Records for this task: Begin

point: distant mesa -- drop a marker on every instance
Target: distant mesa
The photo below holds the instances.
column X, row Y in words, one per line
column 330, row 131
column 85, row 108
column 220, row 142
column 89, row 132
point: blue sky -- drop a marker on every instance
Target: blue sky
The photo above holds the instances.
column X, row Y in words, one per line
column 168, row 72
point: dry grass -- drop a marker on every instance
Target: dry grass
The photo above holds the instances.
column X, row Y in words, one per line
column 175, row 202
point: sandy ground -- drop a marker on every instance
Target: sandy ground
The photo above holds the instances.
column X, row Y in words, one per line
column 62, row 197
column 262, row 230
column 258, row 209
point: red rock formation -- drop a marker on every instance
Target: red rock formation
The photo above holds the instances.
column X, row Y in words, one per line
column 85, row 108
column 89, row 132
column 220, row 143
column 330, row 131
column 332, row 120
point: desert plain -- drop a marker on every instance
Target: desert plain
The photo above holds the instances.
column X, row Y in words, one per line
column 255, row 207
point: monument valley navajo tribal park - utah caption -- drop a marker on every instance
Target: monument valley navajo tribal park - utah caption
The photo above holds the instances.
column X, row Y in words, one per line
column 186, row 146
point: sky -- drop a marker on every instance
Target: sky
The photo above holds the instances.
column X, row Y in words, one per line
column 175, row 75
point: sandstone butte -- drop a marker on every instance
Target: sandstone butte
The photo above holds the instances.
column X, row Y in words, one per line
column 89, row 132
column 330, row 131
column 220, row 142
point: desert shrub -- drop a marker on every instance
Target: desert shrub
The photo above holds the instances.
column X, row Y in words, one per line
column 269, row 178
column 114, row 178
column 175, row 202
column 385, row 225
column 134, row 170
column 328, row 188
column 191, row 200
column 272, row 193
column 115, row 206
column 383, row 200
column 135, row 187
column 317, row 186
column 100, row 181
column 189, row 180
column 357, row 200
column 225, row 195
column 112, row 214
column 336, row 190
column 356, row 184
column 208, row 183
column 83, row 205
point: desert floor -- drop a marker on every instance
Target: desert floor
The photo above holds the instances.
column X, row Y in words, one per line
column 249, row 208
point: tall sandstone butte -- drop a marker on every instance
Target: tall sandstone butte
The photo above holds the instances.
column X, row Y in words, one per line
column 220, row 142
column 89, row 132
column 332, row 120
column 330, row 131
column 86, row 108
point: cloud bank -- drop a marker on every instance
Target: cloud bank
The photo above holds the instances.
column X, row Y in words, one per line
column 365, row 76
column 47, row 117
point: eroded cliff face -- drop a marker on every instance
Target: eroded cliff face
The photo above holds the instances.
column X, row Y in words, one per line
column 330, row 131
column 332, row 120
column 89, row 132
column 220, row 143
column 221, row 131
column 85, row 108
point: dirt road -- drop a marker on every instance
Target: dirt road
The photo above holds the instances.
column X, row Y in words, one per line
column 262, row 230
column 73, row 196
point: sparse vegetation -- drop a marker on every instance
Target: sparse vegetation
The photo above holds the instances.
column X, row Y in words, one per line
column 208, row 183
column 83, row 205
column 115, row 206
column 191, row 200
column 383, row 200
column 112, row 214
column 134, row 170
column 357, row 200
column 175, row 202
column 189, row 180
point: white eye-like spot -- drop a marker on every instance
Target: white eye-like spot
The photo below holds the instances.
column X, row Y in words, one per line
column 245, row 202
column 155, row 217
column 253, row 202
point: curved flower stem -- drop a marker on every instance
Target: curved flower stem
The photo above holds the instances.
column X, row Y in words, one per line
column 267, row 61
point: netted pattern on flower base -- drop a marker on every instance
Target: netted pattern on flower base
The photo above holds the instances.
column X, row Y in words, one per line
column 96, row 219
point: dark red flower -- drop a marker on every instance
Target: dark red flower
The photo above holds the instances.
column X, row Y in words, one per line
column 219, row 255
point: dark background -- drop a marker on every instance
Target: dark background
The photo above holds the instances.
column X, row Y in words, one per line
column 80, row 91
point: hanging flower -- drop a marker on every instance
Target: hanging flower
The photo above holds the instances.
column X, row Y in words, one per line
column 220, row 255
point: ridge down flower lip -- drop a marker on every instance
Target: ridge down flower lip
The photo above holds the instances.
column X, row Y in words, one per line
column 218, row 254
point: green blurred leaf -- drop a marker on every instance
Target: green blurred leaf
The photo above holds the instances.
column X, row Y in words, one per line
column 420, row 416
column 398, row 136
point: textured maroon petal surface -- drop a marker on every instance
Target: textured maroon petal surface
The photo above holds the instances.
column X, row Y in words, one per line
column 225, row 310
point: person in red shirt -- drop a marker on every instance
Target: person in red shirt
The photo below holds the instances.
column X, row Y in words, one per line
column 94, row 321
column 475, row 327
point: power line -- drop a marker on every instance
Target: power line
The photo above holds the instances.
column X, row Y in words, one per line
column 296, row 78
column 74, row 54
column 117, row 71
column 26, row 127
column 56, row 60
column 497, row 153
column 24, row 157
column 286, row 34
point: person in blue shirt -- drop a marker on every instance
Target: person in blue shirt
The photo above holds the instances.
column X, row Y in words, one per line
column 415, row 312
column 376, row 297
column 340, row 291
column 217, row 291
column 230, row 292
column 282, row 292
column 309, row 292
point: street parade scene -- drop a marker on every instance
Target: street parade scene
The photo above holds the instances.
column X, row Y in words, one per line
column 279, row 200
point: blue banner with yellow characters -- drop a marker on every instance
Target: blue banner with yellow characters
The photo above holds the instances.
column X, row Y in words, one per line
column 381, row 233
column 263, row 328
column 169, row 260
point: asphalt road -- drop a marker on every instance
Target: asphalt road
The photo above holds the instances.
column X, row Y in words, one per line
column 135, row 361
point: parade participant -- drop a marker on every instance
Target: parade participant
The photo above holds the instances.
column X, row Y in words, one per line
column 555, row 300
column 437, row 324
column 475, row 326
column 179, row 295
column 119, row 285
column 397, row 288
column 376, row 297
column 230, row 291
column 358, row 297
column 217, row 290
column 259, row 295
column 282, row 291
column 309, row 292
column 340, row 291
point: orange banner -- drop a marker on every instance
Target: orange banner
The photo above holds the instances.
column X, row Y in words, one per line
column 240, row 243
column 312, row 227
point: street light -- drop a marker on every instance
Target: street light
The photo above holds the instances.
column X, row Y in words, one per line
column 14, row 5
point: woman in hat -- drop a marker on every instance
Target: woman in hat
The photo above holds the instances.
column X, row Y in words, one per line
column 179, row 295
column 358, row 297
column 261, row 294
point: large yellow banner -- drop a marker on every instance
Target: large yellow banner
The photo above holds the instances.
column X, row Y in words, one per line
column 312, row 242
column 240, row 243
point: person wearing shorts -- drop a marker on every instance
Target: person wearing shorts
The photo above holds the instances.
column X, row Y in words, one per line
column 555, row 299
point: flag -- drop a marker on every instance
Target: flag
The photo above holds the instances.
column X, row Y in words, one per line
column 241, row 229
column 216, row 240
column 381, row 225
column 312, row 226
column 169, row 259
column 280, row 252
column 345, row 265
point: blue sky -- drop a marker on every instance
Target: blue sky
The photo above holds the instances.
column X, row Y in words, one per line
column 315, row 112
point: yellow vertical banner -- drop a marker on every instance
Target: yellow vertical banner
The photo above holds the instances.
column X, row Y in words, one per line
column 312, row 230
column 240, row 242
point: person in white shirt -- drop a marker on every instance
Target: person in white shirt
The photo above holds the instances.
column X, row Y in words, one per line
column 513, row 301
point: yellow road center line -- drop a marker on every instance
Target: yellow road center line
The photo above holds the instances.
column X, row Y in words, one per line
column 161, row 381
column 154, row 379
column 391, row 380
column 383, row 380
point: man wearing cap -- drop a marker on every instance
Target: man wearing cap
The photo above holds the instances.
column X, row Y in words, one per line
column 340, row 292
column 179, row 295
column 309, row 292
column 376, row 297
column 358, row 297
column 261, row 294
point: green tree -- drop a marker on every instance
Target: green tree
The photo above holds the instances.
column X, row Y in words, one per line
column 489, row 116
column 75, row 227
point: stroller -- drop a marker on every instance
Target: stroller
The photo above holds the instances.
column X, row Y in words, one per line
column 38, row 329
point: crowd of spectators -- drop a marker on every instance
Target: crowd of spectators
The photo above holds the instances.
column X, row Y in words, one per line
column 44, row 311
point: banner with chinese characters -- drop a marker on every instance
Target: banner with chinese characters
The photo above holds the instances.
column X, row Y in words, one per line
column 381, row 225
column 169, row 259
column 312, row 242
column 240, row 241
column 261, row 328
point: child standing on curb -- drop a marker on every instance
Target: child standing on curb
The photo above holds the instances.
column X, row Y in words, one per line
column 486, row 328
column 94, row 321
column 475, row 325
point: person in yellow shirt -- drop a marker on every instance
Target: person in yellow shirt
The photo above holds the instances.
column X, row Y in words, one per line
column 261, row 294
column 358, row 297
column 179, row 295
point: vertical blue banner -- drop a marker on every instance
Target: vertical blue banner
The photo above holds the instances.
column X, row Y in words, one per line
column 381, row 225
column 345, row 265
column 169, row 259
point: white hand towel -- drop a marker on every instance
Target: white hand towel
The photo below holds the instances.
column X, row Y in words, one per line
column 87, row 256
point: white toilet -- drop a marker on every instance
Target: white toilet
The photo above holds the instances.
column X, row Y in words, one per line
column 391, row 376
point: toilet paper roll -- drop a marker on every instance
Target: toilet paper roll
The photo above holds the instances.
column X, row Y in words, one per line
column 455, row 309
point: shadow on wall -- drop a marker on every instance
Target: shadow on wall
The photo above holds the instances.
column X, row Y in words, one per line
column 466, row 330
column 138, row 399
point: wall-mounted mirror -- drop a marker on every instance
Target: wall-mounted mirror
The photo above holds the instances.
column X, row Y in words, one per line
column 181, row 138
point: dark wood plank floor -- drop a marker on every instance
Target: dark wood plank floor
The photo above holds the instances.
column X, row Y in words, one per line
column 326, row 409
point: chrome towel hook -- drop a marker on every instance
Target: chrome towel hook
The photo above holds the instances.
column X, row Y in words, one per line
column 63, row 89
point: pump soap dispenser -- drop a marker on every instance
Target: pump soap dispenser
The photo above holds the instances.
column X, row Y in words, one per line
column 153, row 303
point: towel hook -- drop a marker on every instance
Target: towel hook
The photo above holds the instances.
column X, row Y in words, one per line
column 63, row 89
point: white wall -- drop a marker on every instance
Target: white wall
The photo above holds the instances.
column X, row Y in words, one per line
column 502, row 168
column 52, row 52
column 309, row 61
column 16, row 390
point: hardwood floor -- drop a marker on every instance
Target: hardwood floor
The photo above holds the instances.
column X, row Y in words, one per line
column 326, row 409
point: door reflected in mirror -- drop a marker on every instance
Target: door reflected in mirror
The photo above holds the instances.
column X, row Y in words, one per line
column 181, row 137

Records for this task: End

How many lines of the data contain "wall"? Work it out and give only the number.

6